Helleborus: erba magica o veleno ormai sconosciuto

Helleborus niger

Di certe erbe magiche e miracolose tanto esaltate dai poeti e sperimentate dagli antichi medici, poco è rimasto nella terapia moderna; non è facile infatti, in virtù delle moderne conoscenze, porre in relazione le presunte proprietà straordinarie di queste piante con i nuovi sistemi di terapia.

Ne consegue che alcuni rimedi, con tutto il loro bagaglio di illusioni alimentate ad antiche credenze popolari, siano svaniti nel tempo e abbiano trovato posto soltanto nella storia della materia medica.

Già Ippocrate nel 400 a.C. conosceva l’elleboro e lo considerava come vomitivo nei dolori addominali e come purgante drastico, in quanto sosteneva che la pianta svolgesse nel sangue un’azione generale e riuscisse a cacciare lentamente gli “umori cattivi” ma, nello stesso tempo, provocasse il vomito. Occorreva però provocare il vomito né troppo presto, per non impedire l’azione generale, né troppo tardi perché allora insorgevano i sintomi d’intossicazione. Per raggiungere tale scopo infatti, i medici romani tenevano a disposizione un vero armamentario costituito da letti orizzontali, inclinati o sospesi, lunghe penne d’oca e guanti le cui dita smisurate si potevano introdurre nella gola del paziente; tutto ciò serviva ad accelerare e rallentare il vomito.

L’uomo si servì di questa pianta non solo per curare le proprie malattie ma anche quelle degli animali e a questo proposito Lucio Giunio Moderato Columella nella sua opera Dell’Agricoltura citò l’elleboro come rimedio forte per combattere la scabbia di vecchia data del cavallo: bastava cuocere dello zolfo e dell’elleboro nella pece liquida mescolata a sugna e poi curare le parti malate con questa composizione dopo aver lavato la pelle con l’urina. Lo stesso preparato serviva anche, se mescolato al cumino, a cacciare le pulci dai cani.

Dati registrati:

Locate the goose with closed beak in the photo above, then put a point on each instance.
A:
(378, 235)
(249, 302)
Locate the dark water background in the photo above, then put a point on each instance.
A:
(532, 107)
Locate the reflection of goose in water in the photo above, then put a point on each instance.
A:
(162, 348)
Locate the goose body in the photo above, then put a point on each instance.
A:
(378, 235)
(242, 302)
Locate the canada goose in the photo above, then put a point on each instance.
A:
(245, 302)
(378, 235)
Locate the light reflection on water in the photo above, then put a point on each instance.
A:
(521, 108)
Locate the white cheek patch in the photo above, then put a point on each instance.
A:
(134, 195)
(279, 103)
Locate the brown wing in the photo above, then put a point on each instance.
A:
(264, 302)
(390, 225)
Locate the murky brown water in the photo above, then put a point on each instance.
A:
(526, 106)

Cosa fare:
A. Riassumi in due frasi il testo sull'elleboro.
B. Trascrivi senza modifiche il passo del testo sull'elleboro che va da "L’uomo si servì" giù fino a "pulci dai cani.".

Risultati per compito:
A. Di molte erbe magiche esaltate dai poeti e usate dagli antichi medici è rimasto poco nella terapia moderna, e alcuni di questi rimedi hanno trovato posto soltanto nella storia della materia medica. L'elleboro era già noto a Ippocrate nel 400 a.C. come vomitivo e purgante drastico, e Columella lo citò come rimedio contro la scabbia di vecchia data del cavallo e, mescolato al cumino, contro le pulci dei cani.

B.
L’uomo si servì di questa pianta non solo per curare le proprie malattie ma anche quelle degli animali e a questo proposito Lucio Giunio Moderato Columella nella sua opera Dell’Agricoltura citò l’elleboro come rimedio forte per combattere la scabbia di vecchia data del cavallo: bastava cuocere dello zolfo e dell’elleboro nella pece liquida mescolata a sugna e poi curare le parti malate con questa composizione dopo aver lavato la pelle con l’urina. Lo stesso preparato serviva anche, se mescolato al cumino, a cacciare le pulci dai cani.